Repeat the following entries exactly, excluding pictures.
== Segment start ==
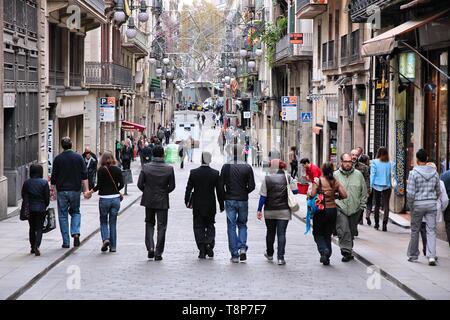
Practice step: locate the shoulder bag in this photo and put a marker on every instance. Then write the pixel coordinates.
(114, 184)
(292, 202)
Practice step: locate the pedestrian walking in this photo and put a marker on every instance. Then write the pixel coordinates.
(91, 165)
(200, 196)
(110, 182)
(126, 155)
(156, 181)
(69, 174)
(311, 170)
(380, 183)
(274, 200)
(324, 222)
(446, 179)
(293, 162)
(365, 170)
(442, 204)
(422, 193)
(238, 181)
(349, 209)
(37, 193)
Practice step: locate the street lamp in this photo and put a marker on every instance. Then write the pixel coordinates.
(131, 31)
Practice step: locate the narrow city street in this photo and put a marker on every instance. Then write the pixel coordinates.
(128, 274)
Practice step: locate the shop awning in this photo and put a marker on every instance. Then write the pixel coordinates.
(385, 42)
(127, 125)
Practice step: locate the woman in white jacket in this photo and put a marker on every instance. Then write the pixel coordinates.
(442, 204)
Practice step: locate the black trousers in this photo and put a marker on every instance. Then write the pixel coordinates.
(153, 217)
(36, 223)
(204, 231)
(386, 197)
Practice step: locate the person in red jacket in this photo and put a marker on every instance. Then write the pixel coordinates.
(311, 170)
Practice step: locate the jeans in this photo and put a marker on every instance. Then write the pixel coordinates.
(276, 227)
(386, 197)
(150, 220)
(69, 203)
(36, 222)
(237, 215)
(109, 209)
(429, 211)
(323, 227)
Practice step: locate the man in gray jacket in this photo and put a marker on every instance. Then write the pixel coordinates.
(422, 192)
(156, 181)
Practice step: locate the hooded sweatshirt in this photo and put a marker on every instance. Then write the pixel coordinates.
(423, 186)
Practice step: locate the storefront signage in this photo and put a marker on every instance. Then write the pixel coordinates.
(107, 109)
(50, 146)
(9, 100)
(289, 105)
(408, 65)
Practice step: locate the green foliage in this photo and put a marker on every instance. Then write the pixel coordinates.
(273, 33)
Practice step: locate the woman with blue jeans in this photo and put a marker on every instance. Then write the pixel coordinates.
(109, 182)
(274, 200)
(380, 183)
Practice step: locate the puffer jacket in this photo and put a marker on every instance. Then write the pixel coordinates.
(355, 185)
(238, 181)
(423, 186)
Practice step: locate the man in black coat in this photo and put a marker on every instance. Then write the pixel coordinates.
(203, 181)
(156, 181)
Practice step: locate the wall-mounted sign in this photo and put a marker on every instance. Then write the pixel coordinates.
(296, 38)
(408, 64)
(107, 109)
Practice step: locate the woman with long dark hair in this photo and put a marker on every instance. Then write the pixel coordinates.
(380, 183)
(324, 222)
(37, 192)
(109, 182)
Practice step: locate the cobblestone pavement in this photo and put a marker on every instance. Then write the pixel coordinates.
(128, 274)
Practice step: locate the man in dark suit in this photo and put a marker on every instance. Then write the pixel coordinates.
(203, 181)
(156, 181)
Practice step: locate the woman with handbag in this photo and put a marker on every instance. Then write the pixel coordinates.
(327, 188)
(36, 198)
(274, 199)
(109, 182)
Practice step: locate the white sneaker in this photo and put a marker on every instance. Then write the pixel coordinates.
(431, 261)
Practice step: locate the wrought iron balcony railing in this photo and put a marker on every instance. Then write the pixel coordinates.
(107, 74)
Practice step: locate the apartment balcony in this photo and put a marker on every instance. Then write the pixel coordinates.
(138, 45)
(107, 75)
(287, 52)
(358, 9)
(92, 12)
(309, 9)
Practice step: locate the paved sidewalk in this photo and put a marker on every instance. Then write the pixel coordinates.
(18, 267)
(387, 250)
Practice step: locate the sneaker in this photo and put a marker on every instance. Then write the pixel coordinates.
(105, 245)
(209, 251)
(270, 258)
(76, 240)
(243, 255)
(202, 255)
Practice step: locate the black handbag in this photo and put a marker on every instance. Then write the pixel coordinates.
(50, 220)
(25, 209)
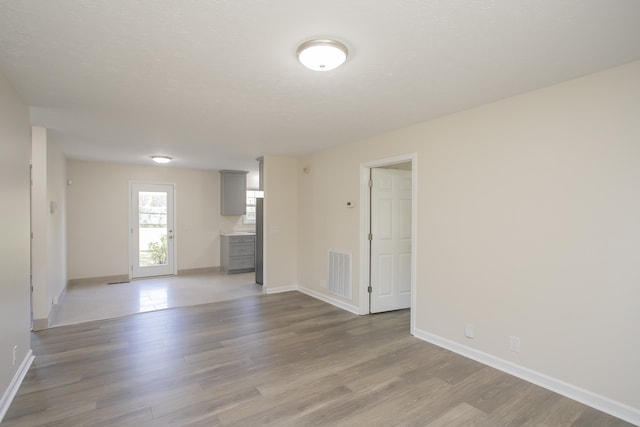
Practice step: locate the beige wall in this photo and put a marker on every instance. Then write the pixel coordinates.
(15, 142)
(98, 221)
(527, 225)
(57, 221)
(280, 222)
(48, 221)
== Segment end ==
## Finished task:
Practice step: locate the shoulder bag in this photo and put a marker on every instance. Then write the pixel coordinates.
(114, 184)
(292, 202)
Practice step: locate the pedestrian walking in this photo and put a marker on every instance. Then write the pixel coordinates.
(91, 165)
(200, 196)
(110, 182)
(126, 155)
(156, 181)
(69, 174)
(311, 170)
(380, 183)
(274, 200)
(324, 222)
(446, 179)
(293, 162)
(365, 170)
(442, 204)
(422, 193)
(238, 181)
(349, 209)
(37, 193)
Practice step: locate the street lamp in this photo and put a marker on every instance. Then write the pixel coordinates.
(131, 31)
Practice step: locate the narrow city street in this photo and put a marker on every instance. Then write the pixel coordinates.
(128, 274)
Practice step: locate the shop awning in this photo and put a marker on every instance. Then write the pixel coordinates.
(385, 42)
(127, 125)
Practice step: locate the woman in white jacket in this photo and put a marker on every instance. Then write the pixel coordinates.
(442, 204)
Practice step: locate the black trousers in this photo and put a marker on every instance. Then write the pixel coordinates.
(153, 217)
(36, 223)
(204, 231)
(386, 197)
Practice step: locate the person in red jacket in this photo and put a marker on every instance. Then write the pixel coordinates.
(311, 170)
Practice step: locate the jeans in this photo and put a marker on every instance. Then write the pixel coordinates.
(276, 227)
(386, 197)
(150, 220)
(69, 203)
(36, 222)
(237, 215)
(109, 209)
(429, 211)
(323, 227)
Practice step: locate the man in gray jacket in this photo and put a marker on every instance. Then write the pixel coordinates.
(422, 192)
(156, 181)
Practice step: locate the hooded sweatshirt in this photo and put a marker on every instance. Then write the pixel coordinates.
(423, 186)
Practice step: locate the storefront signage in this photo and put a marker on every instance. Then write the pixel coordinates.
(107, 109)
(50, 146)
(9, 100)
(289, 105)
(408, 65)
Practice step: locate the green foliage in this photo and put a marker on every instance. Then write the pixel coordinates.
(273, 33)
Practice step: locate the woman with blue jeans in this photo and put a marker on every instance. Then write the pixel coordinates.
(109, 182)
(274, 200)
(380, 183)
Practice step: locate the puffer jacket in this photo and put a marker on every instance. Then write the pixel coordinates.
(355, 185)
(238, 181)
(423, 186)
Practice step: locate the man in black coat in this photo and put a marker on every instance. Then write the pixel coordinates.
(203, 181)
(156, 181)
Practice step: locate the wall-mounted sign in this photo and put a marker on every instance. Then write the pixel coordinates.
(296, 38)
(408, 64)
(107, 109)
Practice step: locate the woman with long dark hair in this photo and put a marker on every instance. Then write the pixel coordinates.
(380, 183)
(324, 222)
(37, 192)
(109, 182)
Practice step: locate the cobblestone pavement in this photo and put a marker on every instance. Then write the pixel coordinates.
(128, 274)
Practice step: locate the man in dark suit in this photo and put a marker on every instance. Then write the pixel coordinates.
(203, 181)
(156, 181)
Practice step: locate the woman with handbag in this photo and put a marker on every instance. Then write the pixel coordinates.
(327, 188)
(36, 198)
(274, 199)
(109, 182)
Practice step: locate the white sneaker in this photo and put a marker on every instance. Then write the pixel coordinates.
(431, 261)
Practice step: locate the wrought iron balcony railing in this photo and put a marker on every instance. Then write the pixel coordinates.
(107, 74)
Practice step: locate the apartment balcony in this photo and put a marker on every instance. Then write the pixel coordinates.
(138, 45)
(107, 75)
(287, 52)
(358, 9)
(92, 12)
(309, 9)
Practice step: locate the paved sidewalk in this photo and put a marker on every instance. Then write the pixel coordinates.
(18, 267)
(387, 250)
Practice step: locate the sneaker in this photo and put a marker on every instance. Then write the pixel coordinates.
(105, 245)
(209, 251)
(270, 258)
(76, 240)
(243, 255)
(202, 255)
Practice step: locate the black handbag in this photo and put a marker on every instance. Then write the pixel coordinates.
(50, 220)
(25, 209)
Practice step: locate the beige wall in this photo and put a marker on every instance. Then write the pixel coordinates.
(15, 142)
(98, 221)
(527, 225)
(57, 221)
(280, 222)
(48, 221)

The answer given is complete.